▶ [Material provided]:
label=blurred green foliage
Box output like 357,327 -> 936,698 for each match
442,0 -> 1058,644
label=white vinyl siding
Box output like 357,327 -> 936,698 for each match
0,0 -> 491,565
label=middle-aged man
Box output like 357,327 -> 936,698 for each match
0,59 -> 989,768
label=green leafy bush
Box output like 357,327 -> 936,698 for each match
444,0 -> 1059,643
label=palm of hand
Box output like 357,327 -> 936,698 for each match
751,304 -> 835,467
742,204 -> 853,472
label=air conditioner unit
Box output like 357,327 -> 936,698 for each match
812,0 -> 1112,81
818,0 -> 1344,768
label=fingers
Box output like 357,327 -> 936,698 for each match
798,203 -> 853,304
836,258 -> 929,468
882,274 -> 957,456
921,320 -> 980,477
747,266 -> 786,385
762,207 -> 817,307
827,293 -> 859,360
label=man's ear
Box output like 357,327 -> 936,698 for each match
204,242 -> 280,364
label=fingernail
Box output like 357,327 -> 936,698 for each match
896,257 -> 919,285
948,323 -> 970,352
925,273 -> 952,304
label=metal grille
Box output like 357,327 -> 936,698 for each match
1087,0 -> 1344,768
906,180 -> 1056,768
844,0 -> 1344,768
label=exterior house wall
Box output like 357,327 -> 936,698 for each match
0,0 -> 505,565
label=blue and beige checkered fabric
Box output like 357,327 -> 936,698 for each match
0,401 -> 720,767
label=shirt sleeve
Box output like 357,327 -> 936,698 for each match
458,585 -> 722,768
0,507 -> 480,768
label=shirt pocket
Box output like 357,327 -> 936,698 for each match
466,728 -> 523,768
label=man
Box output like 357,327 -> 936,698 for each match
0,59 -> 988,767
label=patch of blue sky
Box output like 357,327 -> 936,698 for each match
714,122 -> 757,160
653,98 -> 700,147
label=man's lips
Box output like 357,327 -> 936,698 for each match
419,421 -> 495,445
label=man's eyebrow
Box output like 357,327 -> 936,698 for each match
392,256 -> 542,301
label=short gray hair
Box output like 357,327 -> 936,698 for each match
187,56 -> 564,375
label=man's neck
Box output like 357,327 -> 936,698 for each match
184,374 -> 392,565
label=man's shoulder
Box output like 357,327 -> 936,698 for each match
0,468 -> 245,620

▶ [Problem details]: Copy out the lines above, from the line containing "label=man's lips" through the last line, and repeat them with no changes.

▶ [Full solution]:
label=man's lips
Box output like 357,327 -> 936,698 for each match
419,421 -> 495,445
label=man's eyebrow
Box output like 357,327 -> 936,698 for each match
392,256 -> 542,301
label=short gray hair
Box output like 357,327 -> 936,698 for each match
187,56 -> 564,375
label=man's neck
Box output like 357,327 -> 936,698 for each match
184,374 -> 392,565
label=man's shoulder
Box output like 357,327 -> 936,698 for each match
0,468 -> 245,620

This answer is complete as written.